TASKS FOR THIS EXERCISE »
(a) Answer each question using the selected text:
(i) Where did Williams's sister-in-law work full-time?
(ii) Who recorded "More Than a Memory"?
(iii) For how many consecutive weeks did "Love Like Crazy" stay on the "Hot Country Songs" chart?
(b) Please retype the selected text word for word, starting with "This is a big" and going on through "in its entirety.".

SELECTED TEXT »
☆ ☆ ☆
This is a big problem because these are all things that benefit the poor but barely touch the working class.  Does it matter that the working class barely pays for most of these programs in the first place, since their federal income taxes tend to be pretty low?  Nope.  They're still paying taxes, and it seems like they never get anything for it.  It's always someone else.

You can click here to read Drum's article in its entirety.

Williams offers a very telling anecdote about working-class resentment of the non-working poor:

[M]y sister-in-law worked full-time for Head Start, providing free child care for poor women while earning so little that she almost couldn’t pay for her own.  She resented this, especially the fact that some of the kids’ moms did not work.  One arrived late one day to pick up her child, carrying shopping bags from Macy’s.  My sister-in-law was livid.

That’s it in a nutshell.  People like Williams’s sister-in-law believe that the government takes care of the poor (including those whose poverty is really their own fault) but couldn’t care less about the working class (who aren’t that much better off, but who get much less help from the government).  

Williams credits Trump with keeping his eye on the prize when it comes to the working class’s primary concern, which is jobs.  What about the Democrats?  “They remain obsessed with cultural issues,” Williams writes.  “I fully understand why transgender bathrooms are important, but I also understand why progressives’ obsession with prioritizing cultural issues infuriates many Americans whose chief concerns are economic.”

*     *     *     *     *

Lee Brice played football at Clemson University but his athletic career ended when he suffered a freak elbow injury.  So he moved to Nashville and became a country musician.

Brice struck it rich in 2007 when a song he co-wrote, “More Than a Memory,” was recorded by Garth Brooks.  That record became the first to ever debut at the #1 spot on the Billboard “Hot Country Songs” chart.

Brice signed a recording contract shortly after that.  He’s released three successful albums and a half-dozen or so hit singles – including “Love Like Crazy,” which remained on the “Hot Country Songs” chart for a record 56 consecutive weeks.

“Drinking Class” was a #3 hit single for Brice in 2014.
☆ ☆ ☆
RAW DATA »

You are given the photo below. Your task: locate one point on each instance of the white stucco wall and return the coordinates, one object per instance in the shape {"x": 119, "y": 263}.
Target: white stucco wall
☆ ☆ ☆
TASK-BY-TASK SOLUTIONS »
(a)
(i) Head Start
(ii) Garth Brooks
(iii) 56

(b)
This is a big problem because these are all things that benefit the poor but barely touch the working class.  Does it matter that the working class barely pays for most of these programs in the first place, since their federal income taxes tend to be pretty low?  Nope.  They're still paying taxes, and it seems like they never get anything for it.  It's always someone else.

You can click here to read Drum's article in its entirety.